• [Task to complete] Turn every line of the listing below into a JSON list of strings, one string per line, leaving out blank lines.

## Begin Data for this task

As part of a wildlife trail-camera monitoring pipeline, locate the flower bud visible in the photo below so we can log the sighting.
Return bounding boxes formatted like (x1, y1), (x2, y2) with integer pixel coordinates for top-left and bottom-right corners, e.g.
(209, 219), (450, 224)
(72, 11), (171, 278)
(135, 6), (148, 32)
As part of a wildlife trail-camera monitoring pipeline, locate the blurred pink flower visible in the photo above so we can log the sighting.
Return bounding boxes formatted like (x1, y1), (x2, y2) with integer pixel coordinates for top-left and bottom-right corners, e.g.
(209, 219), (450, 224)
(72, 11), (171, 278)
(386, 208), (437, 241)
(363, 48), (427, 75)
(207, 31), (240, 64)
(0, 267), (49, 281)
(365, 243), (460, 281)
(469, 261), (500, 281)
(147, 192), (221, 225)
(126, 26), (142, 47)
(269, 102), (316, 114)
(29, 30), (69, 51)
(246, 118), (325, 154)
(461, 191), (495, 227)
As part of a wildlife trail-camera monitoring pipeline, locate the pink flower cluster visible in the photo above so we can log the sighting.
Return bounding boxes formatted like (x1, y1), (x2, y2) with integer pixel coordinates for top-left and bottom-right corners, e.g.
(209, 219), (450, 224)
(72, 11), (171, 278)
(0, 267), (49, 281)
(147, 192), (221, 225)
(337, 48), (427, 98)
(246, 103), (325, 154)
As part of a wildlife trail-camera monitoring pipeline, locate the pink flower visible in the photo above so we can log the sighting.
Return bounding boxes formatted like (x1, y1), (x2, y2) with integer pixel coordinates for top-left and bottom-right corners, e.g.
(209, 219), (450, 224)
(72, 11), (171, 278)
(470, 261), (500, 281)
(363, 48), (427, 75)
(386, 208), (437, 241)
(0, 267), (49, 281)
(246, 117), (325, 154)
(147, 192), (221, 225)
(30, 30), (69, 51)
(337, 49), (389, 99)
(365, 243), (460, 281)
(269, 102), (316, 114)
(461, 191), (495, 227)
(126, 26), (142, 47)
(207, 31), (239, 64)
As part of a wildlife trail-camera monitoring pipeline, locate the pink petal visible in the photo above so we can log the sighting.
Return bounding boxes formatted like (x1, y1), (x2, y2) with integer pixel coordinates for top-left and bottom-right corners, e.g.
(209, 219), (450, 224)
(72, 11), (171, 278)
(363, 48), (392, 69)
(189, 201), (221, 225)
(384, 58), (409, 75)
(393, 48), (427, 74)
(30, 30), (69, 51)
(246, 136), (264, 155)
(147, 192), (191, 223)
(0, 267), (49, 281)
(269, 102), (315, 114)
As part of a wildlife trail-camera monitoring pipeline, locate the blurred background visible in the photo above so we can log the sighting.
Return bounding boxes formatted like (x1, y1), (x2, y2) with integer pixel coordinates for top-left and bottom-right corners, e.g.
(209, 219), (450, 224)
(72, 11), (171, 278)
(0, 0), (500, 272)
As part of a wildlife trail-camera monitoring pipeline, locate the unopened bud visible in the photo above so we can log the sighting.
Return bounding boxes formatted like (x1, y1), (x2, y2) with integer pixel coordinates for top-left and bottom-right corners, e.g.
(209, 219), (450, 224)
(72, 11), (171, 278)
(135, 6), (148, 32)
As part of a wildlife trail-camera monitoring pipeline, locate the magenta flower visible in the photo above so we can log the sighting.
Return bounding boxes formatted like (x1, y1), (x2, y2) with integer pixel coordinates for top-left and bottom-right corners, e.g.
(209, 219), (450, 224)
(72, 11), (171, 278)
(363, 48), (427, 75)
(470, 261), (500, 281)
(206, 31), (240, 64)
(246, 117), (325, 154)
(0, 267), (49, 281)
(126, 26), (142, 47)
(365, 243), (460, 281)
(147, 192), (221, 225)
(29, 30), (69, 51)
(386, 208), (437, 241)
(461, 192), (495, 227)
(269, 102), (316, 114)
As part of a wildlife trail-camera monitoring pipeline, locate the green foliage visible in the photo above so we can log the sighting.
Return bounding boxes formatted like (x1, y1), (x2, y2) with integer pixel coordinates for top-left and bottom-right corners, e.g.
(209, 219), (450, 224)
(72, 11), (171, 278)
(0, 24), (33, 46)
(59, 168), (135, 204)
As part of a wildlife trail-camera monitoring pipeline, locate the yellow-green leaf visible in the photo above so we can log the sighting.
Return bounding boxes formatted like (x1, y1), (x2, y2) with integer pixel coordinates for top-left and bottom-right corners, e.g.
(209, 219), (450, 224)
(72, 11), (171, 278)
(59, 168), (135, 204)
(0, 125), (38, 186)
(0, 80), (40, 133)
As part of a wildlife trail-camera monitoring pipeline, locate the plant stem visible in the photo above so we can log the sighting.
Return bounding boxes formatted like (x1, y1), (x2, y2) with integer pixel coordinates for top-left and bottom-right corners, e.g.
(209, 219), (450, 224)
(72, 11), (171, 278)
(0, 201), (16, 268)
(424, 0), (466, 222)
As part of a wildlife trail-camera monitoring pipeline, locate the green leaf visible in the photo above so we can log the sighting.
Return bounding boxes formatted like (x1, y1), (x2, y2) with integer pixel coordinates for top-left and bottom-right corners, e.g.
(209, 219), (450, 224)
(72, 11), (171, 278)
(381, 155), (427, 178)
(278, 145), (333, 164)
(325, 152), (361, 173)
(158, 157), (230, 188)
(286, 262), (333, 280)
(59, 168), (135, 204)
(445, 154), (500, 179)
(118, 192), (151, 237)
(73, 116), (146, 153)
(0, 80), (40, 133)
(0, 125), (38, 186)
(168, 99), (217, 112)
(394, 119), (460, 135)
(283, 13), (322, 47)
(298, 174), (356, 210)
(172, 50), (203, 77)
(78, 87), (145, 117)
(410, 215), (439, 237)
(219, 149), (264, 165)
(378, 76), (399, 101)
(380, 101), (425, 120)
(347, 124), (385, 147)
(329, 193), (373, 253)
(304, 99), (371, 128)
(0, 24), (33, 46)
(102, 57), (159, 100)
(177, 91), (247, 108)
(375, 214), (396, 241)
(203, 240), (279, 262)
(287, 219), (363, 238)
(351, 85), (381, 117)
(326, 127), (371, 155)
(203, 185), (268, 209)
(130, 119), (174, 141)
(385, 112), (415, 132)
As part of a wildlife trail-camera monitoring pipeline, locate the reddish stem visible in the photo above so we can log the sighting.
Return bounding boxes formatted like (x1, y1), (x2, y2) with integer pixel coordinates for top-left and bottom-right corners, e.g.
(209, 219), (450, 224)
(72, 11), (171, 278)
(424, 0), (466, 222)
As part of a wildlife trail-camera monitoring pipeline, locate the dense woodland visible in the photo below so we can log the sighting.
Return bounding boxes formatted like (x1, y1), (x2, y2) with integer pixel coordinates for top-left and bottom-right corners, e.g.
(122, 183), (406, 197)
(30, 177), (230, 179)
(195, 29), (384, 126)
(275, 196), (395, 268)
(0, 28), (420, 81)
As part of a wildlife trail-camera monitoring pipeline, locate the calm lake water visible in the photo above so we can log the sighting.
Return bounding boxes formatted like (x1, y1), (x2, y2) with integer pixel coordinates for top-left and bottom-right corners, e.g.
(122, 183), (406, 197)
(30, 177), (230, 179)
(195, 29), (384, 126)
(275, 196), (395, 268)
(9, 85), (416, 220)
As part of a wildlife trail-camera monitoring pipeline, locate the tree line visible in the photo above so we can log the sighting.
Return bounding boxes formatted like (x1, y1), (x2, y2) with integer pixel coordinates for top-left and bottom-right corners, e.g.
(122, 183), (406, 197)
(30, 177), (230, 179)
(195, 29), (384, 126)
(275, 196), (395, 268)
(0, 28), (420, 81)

## End Data for this task

• [Answer to the problem]
[
  "As part of a wildlife trail-camera monitoring pipeline, locate the flower bud visible in the photo below so we can log the sighting.",
  "Return bounding boxes formatted like (x1, y1), (x2, y2) with integer pixel coordinates for top-left and bottom-right corners, e.g.",
  "(209, 219), (450, 224)",
  "(72, 11), (171, 278)",
  "(135, 6), (148, 32)",
  "As part of a wildlife trail-camera monitoring pipeline, locate the blurred pink flower visible in the photo above so we can log the sighting.",
  "Return bounding boxes formatted like (x1, y1), (x2, y2) with integer pixel coordinates for top-left and bottom-right corners, e.g.",
  "(209, 219), (450, 224)",
  "(72, 11), (171, 278)",
  "(386, 208), (437, 241)",
  "(363, 48), (427, 75)",
  "(207, 31), (240, 64)",
  "(0, 267), (49, 281)",
  "(365, 243), (460, 281)",
  "(469, 261), (500, 281)",
  "(147, 192), (221, 225)",
  "(126, 26), (142, 47)",
  "(269, 102), (316, 114)",
  "(29, 30), (69, 51)",
  "(246, 118), (325, 154)",
  "(461, 191), (495, 227)",
  "As part of a wildlife trail-camera monitoring pipeline, locate the pink flower cluster visible in the photo above so we can log the sighting.",
  "Return bounding boxes formatted like (x1, y1), (x2, y2) with integer pixel coordinates for top-left and bottom-right corners, e.g.",
  "(209, 219), (450, 224)",
  "(72, 11), (171, 278)",
  "(0, 267), (49, 281)",
  "(147, 192), (221, 225)",
  "(337, 48), (427, 98)",
  "(246, 103), (325, 154)",
  "As part of a wildlife trail-camera monitoring pipeline, locate the pink flower visible in the photo above so we can log the sighting.",
  "Return bounding boxes formatted like (x1, y1), (x2, y2) with integer pixel coordinates for top-left and bottom-right corners, e.g.",
  "(209, 219), (450, 224)",
  "(72, 11), (171, 278)",
  "(470, 261), (500, 281)",
  "(363, 48), (427, 75)",
  "(386, 208), (437, 241)",
  "(0, 267), (49, 281)",
  "(246, 117), (325, 154)",
  "(147, 192), (221, 225)",
  "(30, 30), (69, 51)",
  "(337, 49), (389, 99)",
  "(365, 243), (460, 281)",
  "(269, 102), (316, 114)",
  "(461, 191), (495, 227)",
  "(126, 26), (142, 47)",
  "(207, 31), (239, 64)",
  "As part of a wildlife trail-camera monitoring pipeline, locate the pink petal visible in the photo above so we can log the sighting.",
  "Return bounding boxes formatted like (x1, y1), (x2, y2) with integer pixel coordinates for top-left and bottom-right corners, e.g.",
  "(209, 219), (450, 224)",
  "(72, 11), (171, 278)",
  "(363, 48), (392, 69)",
  "(189, 201), (221, 225)",
  "(384, 58), (409, 75)",
  "(393, 48), (427, 74)",
  "(30, 30), (69, 51)",
  "(246, 136), (264, 155)",
  "(147, 192), (191, 223)",
  "(0, 267), (49, 281)",
  "(269, 102), (315, 114)",
  "As part of a wildlife trail-camera monitoring pipeline, locate the blurred background visible in the photo above so we can log the sighting.",
  "Return bounding boxes formatted like (x1, y1), (x2, y2) with integer pixel coordinates for top-left and bottom-right corners, e.g.",
  "(209, 219), (450, 224)",
  "(72, 11), (171, 278)",
  "(0, 0), (500, 272)",
  "As part of a wildlife trail-camera monitoring pipeline, locate the unopened bud visible in the photo above so we can log the sighting.",
  "Return bounding boxes formatted like (x1, y1), (x2, y2) with integer pixel coordinates for top-left and bottom-right corners, e.g.",
  "(209, 219), (450, 224)",
  "(72, 11), (171, 278)",
  "(135, 6), (148, 32)",
  "As part of a wildlife trail-camera monitoring pipeline, locate the magenta flower visible in the photo above so we can log the sighting.",
  "Return bounding boxes formatted like (x1, y1), (x2, y2) with integer pixel coordinates for top-left and bottom-right corners, e.g.",
  "(209, 219), (450, 224)",
  "(72, 11), (171, 278)",
  "(363, 48), (427, 75)",
  "(470, 261), (500, 281)",
  "(206, 31), (240, 64)",
  "(246, 117), (325, 154)",
  "(0, 267), (49, 281)",
  "(126, 26), (142, 47)",
  "(365, 243), (460, 281)",
  "(147, 192), (221, 225)",
  "(29, 30), (69, 51)",
  "(386, 208), (437, 241)",
  "(461, 192), (495, 227)",
  "(269, 102), (316, 114)",
  "As part of a wildlife trail-camera monitoring pipeline, locate the green foliage visible in the photo above so we can log the sighting.",
  "Return bounding boxes formatted like (x1, y1), (x2, y2) with integer pixel coordinates for top-left and bottom-right corners, e.g.",
  "(209, 219), (450, 224)",
  "(72, 11), (171, 278)",
  "(0, 24), (33, 46)",
  "(59, 168), (135, 204)",
  "As part of a wildlife trail-camera monitoring pipeline, locate the yellow-green leaf visible in the photo above so we can log the sighting.",
  "Return bounding boxes formatted like (x1, y1), (x2, y2) with integer pixel coordinates for top-left and bottom-right corners, e.g.",
  "(209, 219), (450, 224)",
  "(72, 11), (171, 278)",
  "(59, 168), (135, 204)",
  "(0, 125), (38, 186)",
  "(0, 80), (40, 133)",
  "As part of a wildlife trail-camera monitoring pipeline, locate the plant stem visible in the photo above so we can log the sighting.",
  "Return bounding boxes formatted like (x1, y1), (x2, y2) with integer pixel coordinates for top-left and bottom-right corners, e.g.",
  "(209, 219), (450, 224)",
  "(72, 11), (171, 278)",
  "(0, 201), (16, 268)",
  "(424, 0), (466, 222)",
  "As part of a wildlife trail-camera monitoring pipeline, locate the green leaf visible in the photo above so we can log the sighting.",
  "Return bounding boxes formatted like (x1, y1), (x2, y2) with integer pixel coordinates for top-left and bottom-right corners, e.g.",
  "(209, 219), (450, 224)",
  "(72, 11), (171, 278)",
  "(381, 155), (427, 178)",
  "(278, 145), (333, 164)",
  "(325, 152), (361, 173)",
  "(158, 157), (230, 188)",
  "(286, 262), (333, 280)",
  "(59, 168), (135, 204)",
  "(445, 154), (500, 179)",
  "(118, 192), (151, 237)",
  "(73, 116), (146, 153)",
  "(0, 80), (40, 133)",
  "(0, 125), (38, 186)",
  "(168, 99), (217, 112)",
  "(394, 119), (460, 135)",
  "(283, 13), (322, 47)",
  "(298, 174), (356, 210)",
  "(172, 50), (203, 77)",
  "(78, 87), (145, 117)",
  "(410, 215), (439, 237)",
  "(219, 149), (264, 165)",
  "(378, 76), (399, 101)",
  "(380, 101), (425, 120)",
  "(347, 124), (385, 147)",
  "(329, 193), (373, 253)",
  "(304, 99), (371, 128)",
  "(0, 24), (33, 46)",
  "(102, 57), (159, 100)",
  "(177, 91), (247, 108)",
  "(375, 214), (396, 241)",
  "(203, 240), (279, 262)",
  "(287, 219), (363, 238)",
  "(351, 85), (381, 117)",
  "(326, 127), (371, 155)",
  "(203, 185), (268, 209)",
  "(130, 119), (174, 141)",
  "(385, 112), (415, 132)",
  "As part of a wildlife trail-camera monitoring pipeline, locate the reddish stem visible in the photo above so we can log the sighting.",
  "Return bounding boxes formatted like (x1, y1), (x2, y2) with integer pixel coordinates for top-left and bottom-right corners, e.g.",
  "(209, 219), (450, 224)",
  "(72, 11), (171, 278)",
  "(424, 0), (466, 222)",
  "As part of a wildlife trail-camera monitoring pipeline, locate the dense woodland visible in the photo below so we can log the sighting.",
  "Return bounding boxes formatted like (x1, y1), (x2, y2) with integer pixel coordinates for top-left and bottom-right corners, e.g.",
  "(122, 183), (406, 197)",
  "(30, 177), (230, 179)",
  "(195, 29), (384, 126)",
  "(275, 196), (395, 268)",
  "(0, 28), (420, 81)",
  "As part of a wildlife trail-camera monitoring pipeline, locate the calm lake water visible in the photo above so we can log the sighting.",
  "Return bounding boxes formatted like (x1, y1), (x2, y2) with integer pixel coordinates for top-left and bottom-right corners, e.g.",
  "(122, 183), (406, 197)",
  "(30, 177), (230, 179)",
  "(195, 29), (384, 126)",
  "(275, 196), (395, 268)",
  "(9, 85), (416, 220)",
  "As part of a wildlife trail-camera monitoring pipeline, locate the tree line visible in the photo above so we can log the sighting.",
  "Return bounding boxes formatted like (x1, y1), (x2, y2) with integer pixel coordinates for top-left and bottom-right corners, e.g.",
  "(122, 183), (406, 197)",
  "(30, 177), (230, 179)",
  "(195, 29), (384, 126)",
  "(275, 196), (395, 268)",
  "(0, 28), (420, 81)"
]